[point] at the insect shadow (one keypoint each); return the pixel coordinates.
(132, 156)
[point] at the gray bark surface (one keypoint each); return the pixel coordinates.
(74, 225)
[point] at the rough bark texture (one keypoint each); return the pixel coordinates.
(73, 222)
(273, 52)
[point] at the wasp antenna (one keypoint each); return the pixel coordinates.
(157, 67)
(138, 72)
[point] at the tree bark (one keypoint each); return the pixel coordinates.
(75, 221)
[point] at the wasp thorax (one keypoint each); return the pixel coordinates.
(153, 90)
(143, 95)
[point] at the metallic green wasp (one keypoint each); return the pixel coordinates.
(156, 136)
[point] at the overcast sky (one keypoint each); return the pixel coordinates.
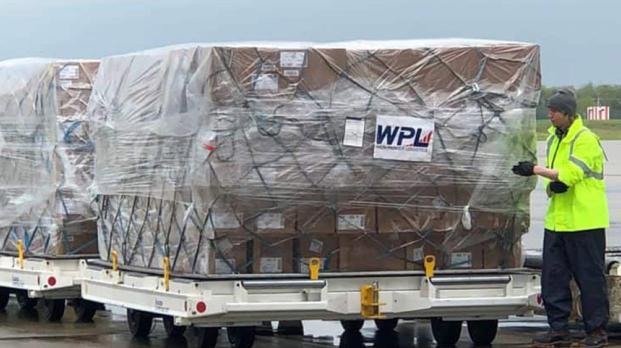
################
### TASK DIRECTIONS
Please return the full listing word for word, but without any pictures.

### EXERCISE ANSWER
[point] at the insect shadow (one keypoint each); return the pixel coordinates.
(132, 156)
[point] at the gray bark surface (one keypoint each); return the pixel coordinates.
(74, 225)
[point] at the rough bark texture (one keypoint each); return the pixel coordinates.
(73, 222)
(273, 52)
[point] at the wasp antenna (one keypoint each); return the pixel coordinates.
(157, 67)
(138, 72)
[point] at the tree bark (one keypoint each); return the pixel coordinates.
(75, 221)
[point] at the wasp thorax (one keypoint each); return the pixel coordinates.
(153, 90)
(143, 95)
[point] at the metallic green wasp (one keypoint each); return the pixel coordinates.
(156, 136)
[point] at the overcast sky (one keypoint each); return the pixel coordinates.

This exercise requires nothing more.